■ EXERCISE TASKS ■
- a) Summarize the smart city text in two sentences.
- b) Write a continuation of the smart city text, picking up after its final sentence.

■ TEXT ■
------------------------

Views, Reviews & Forum

How to be a smart city (technology not included)

People's actions matter more in making city a better place to live in

Source: Straits Times / Think

So what's a smart city?

According to one definition, it's one that uses digital technologies to enhance performance and wellbeing, to reduce costs and resource consumption, and to engage more effectively and actively with its citizens.

If that sounds vaguely familiar, you're probably thinking you heard it before, when it was known as the intelligent, and then, the connected city.

It's now morphed into "smart city", because advances in digital and telecommunication technologies have brought the idea closer to reality.

In areas such as transport, energy, education, health care and waste management, the ability to connect people and machines and figure out, using powerful computers, the most efficient way of doing the work is now possible.

Imagine knowing exactly where every bus or taxi is on the roads and matching them to commuters, or monitoring the health of elderly people at home.

But just as having a smartphone doesn't make you a smart person, a digitally smart city isn't necessarily one that's doing all the right things by its citizens and making their lives more pleasant.

In fact, a smart city with all the computers at its disposal can be doing many dumb things, and doing them even more quickly.

A really smart city (as opposed to being just digitally smart), on the other hand, knows what the right things to do are, with or without technology.

So what's a really smart city?

I don't have a definition - it's one of those things where you know it when you see it.

------------------------

■ Coordinate annotation listing ■

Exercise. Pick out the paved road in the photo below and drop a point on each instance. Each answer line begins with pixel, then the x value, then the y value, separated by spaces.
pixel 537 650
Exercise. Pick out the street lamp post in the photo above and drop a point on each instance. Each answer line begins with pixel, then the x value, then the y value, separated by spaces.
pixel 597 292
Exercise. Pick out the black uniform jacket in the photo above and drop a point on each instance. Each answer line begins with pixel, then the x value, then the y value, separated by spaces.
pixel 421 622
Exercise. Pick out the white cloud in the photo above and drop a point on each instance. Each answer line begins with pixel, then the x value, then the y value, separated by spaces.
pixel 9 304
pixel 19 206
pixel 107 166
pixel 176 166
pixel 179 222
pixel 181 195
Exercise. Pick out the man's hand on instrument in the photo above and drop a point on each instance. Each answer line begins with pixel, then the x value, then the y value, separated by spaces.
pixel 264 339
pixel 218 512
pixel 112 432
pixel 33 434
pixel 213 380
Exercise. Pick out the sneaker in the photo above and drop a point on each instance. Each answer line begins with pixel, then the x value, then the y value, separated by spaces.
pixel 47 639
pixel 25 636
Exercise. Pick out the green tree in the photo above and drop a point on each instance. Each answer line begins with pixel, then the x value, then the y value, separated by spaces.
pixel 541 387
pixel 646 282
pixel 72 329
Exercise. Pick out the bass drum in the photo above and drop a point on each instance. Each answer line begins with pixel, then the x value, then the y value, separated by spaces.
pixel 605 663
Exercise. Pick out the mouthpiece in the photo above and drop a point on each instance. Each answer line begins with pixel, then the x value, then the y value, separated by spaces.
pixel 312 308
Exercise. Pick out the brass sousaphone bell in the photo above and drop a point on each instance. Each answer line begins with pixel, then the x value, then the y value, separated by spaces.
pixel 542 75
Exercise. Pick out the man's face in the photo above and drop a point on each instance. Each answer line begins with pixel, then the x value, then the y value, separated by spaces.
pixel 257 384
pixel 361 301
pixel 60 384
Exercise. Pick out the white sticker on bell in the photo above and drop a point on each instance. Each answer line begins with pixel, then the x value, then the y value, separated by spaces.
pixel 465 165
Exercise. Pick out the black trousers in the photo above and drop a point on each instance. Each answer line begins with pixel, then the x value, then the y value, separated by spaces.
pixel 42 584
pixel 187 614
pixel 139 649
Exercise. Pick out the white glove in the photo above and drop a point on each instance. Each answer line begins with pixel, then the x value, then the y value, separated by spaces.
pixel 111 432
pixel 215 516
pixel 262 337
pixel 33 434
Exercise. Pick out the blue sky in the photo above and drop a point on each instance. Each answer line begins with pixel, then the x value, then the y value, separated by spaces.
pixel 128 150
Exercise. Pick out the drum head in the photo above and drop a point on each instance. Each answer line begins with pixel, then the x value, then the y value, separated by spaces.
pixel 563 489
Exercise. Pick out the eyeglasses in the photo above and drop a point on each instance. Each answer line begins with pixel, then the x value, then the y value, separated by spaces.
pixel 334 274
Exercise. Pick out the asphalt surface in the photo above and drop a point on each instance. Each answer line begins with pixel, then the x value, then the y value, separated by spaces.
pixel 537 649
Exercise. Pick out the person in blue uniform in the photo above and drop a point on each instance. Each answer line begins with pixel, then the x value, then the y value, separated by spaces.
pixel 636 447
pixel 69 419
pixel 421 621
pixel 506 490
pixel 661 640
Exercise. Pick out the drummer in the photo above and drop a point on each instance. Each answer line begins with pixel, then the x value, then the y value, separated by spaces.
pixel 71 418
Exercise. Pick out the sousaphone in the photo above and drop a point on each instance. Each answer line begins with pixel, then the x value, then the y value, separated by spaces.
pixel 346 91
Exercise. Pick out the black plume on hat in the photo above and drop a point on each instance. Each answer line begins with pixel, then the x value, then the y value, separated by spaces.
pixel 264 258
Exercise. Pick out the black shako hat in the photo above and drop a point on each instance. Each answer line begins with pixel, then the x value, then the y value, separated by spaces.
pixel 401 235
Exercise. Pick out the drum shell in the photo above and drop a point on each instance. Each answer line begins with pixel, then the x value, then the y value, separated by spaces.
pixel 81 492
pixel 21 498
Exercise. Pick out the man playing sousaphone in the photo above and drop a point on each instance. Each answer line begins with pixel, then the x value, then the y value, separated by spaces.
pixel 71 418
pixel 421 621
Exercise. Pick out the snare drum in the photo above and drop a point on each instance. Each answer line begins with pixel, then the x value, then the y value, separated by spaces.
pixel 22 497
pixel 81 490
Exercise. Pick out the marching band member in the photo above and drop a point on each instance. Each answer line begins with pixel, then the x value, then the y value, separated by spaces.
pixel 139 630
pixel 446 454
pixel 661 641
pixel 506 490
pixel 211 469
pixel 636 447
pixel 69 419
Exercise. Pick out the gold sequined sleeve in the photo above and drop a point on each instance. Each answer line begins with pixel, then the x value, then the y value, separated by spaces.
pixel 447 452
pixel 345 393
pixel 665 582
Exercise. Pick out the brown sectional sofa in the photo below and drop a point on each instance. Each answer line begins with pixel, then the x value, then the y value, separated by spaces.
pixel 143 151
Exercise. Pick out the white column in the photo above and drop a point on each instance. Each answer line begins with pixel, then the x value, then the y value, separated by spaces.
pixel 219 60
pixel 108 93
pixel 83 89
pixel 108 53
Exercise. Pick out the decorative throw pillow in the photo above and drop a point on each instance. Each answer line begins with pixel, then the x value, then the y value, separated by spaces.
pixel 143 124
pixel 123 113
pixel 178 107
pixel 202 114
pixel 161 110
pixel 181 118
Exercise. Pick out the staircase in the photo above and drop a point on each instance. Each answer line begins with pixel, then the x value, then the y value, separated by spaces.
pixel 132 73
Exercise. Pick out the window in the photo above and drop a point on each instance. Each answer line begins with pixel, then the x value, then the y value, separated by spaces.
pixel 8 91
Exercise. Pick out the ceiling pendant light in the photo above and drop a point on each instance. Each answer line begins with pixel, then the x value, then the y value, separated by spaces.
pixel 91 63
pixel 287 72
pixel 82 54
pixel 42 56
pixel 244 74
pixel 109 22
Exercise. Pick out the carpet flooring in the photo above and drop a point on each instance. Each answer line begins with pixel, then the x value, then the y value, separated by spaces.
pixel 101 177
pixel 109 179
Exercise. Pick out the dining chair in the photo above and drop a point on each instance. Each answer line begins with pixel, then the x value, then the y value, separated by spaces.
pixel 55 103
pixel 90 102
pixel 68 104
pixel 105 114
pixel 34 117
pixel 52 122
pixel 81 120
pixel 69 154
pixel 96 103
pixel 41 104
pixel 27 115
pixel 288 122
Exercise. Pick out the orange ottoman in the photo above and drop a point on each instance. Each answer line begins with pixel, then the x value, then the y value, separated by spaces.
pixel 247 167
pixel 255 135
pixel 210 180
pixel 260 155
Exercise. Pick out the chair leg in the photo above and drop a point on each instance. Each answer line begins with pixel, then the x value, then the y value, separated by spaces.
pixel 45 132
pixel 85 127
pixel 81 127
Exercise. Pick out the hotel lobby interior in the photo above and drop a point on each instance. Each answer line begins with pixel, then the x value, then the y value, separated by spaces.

------------------------

■ ANSWERS TO EACH TASK ■
- a) By one definition, a smart city uses digital technologies to improve performance and wellbeing, cut costs and resource use, and engage more effectively with its citizens, an idea that advances in digital and telecommunication technologies have brought closer to reality. Yet being digitally smart doesn't mean a city is doing right by its citizens, whereas a really smart city knows the right things to do, with or without technology.

- b)
Fortunately, there are many such places in the world, and what they do is worth emulating. Here are my three favourite examples.

Singing garbage trucks

Before Mr Ma Ying-jeou became mayor of Taipei in 1998, garbage collection in the city was like in many other places, including Singapore. People would leave their trash in bins outside their homes and the garbage truck would come every day to collect it.

The problems this created are also familiar - the amount of rubbish kept growing every year, sometimes spilling into the roads from bags left overnight and scavenged by stray cats and rodents.

Mr Ma proposed a radical solution.

Henceforth, all rubbish had to be placed only in bags sold by the authorities, with garbage fees worked into the cost of each bag. That means the more you dispose of, the more you pay.

Even more unprecedented - the bags had to be brought down only when the trucks arrived in the evening and thrown into the vehicles by residents themselves.

Almost everyone was up in arms at his proposal; critics said it would not work and that rubbish would pile up in the city.

In fact, it worked like a charm. The amount of waste collected fell considerably over the years and the arrival of the garbage trucks, to the accompaniment of music, is a nightly ritual now a part of Taipei life.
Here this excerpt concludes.